▸ WORK INSTRUCTIONS:
1 > In the post on relationship deal breakers, reproduce the passage starting at "In this post" and ending at "back on track.", substituting "spark" for "catalyst".
2 > In the post on relationship deal breakers, which band is linked to the question "Should I stay, or should I go?"

▸ SOURCE EXTRACT:
5 non deal breakers

“Is it a deal breaker?”

 
5 relationship deal-breakers….. or perhaps not!

A fresh perspective on 5 things we traditionally think lead to relationship breakdown

At some time in our lives, just about all of us have asked ourselves the question immortalised by The Clash, “Should I stay, or should I go?”

In this post I will look at 5  “deal breakers” that do not, in my opinion, need to signal the end a relationship. Instead, perhaps these deal breakers could even be the catalyst needed to get your relationship back on track.

 

  1. They don’t do 50% of the chores

Yes, I know this is a stereotypical and perennial issue, but I’m starting with this one because this has been a big issue for me, and many women I know. Housework has been one of the hardest things to deal with in my marriage. My thoughts around chores were making me cranky, negative and hurt to the point where my marriage was suffering. On a conscious level, I never thought this issue was worthy of breaking up over. However, sub-consciously it was undermining our relationship. It wasn’t that he was being lazy, he just wasn’t as aware. I felt hurt because it seemed that either he didn’t want to help me or didn’t care that I was overwhelmed. The anger from this started radiating out into every area of our marriage.

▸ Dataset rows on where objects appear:
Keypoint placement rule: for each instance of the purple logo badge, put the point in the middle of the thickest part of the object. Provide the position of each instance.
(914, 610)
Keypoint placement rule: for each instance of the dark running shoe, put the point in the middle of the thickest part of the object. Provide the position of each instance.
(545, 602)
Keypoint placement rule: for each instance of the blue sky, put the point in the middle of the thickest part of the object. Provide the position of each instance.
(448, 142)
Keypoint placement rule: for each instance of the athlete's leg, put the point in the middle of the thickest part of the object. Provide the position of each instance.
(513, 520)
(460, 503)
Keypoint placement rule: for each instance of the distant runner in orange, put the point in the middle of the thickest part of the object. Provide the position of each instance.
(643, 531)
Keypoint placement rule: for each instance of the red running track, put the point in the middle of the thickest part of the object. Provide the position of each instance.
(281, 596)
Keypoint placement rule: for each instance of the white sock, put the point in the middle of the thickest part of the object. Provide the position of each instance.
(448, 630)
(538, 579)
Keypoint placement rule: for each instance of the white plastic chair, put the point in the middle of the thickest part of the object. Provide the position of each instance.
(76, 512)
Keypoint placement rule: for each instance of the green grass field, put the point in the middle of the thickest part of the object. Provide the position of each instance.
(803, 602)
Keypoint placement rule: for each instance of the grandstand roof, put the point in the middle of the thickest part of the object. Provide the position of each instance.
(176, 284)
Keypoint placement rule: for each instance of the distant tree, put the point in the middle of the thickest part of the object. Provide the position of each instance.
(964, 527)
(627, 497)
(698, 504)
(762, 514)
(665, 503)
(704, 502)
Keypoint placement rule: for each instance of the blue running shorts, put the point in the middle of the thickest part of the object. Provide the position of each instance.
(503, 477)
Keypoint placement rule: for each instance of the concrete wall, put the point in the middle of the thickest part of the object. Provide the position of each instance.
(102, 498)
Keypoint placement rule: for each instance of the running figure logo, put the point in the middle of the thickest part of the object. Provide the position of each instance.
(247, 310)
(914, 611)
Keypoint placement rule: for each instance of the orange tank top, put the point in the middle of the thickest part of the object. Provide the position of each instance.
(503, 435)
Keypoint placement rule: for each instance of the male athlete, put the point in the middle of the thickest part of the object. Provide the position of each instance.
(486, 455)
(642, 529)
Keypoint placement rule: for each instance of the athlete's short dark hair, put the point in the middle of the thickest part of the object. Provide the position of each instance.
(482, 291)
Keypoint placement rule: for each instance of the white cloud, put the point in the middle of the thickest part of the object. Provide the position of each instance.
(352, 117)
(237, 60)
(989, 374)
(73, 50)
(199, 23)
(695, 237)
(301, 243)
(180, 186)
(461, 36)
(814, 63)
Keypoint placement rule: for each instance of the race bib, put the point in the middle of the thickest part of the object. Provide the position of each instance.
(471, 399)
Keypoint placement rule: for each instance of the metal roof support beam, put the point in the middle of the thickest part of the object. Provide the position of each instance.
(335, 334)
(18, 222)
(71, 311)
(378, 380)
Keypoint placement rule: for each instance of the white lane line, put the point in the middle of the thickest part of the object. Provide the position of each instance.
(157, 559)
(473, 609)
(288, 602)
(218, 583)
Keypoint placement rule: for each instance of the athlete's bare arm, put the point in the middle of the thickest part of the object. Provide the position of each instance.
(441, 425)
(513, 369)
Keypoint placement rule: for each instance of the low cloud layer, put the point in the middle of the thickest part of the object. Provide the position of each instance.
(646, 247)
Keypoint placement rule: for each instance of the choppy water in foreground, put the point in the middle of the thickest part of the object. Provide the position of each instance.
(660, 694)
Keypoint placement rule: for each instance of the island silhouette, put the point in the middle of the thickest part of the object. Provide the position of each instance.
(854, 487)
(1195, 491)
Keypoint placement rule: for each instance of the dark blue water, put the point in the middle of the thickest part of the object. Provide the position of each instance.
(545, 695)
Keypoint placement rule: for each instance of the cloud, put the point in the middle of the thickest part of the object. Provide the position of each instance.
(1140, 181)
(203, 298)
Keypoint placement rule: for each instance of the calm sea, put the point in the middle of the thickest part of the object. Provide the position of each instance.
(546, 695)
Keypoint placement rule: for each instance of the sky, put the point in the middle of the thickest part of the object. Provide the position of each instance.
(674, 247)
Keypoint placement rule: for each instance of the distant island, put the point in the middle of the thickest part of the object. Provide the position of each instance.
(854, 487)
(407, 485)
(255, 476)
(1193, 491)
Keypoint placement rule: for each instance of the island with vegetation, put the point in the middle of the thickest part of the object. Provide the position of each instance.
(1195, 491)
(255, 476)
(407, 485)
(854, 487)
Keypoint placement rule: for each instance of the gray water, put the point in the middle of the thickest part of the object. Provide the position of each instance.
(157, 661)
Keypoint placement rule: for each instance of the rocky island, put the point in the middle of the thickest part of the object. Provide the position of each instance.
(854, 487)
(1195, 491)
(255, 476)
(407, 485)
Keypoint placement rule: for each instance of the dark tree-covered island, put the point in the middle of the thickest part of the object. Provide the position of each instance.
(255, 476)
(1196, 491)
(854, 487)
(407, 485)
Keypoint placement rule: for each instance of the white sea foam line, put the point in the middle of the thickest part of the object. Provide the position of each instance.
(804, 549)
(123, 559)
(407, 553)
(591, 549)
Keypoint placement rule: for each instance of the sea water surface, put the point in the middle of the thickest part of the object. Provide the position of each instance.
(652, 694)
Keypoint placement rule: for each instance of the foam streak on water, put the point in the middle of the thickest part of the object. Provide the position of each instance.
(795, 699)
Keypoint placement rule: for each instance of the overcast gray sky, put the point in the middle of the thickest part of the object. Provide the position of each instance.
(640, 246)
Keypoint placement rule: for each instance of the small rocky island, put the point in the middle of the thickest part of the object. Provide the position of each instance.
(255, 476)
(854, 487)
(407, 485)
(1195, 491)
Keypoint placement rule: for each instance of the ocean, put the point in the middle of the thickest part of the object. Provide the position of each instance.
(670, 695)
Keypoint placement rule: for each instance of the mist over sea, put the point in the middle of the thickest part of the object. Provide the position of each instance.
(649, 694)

▸ TASK-BY-TASK ANSWERS:
1 >
In this post I will look at 5  “deal breakers” that do not, in my opinion, need to signal the end a relationship. Instead, perhaps these deal breakers could even be the spark needed to get your relationship back on track.

2 > The Clash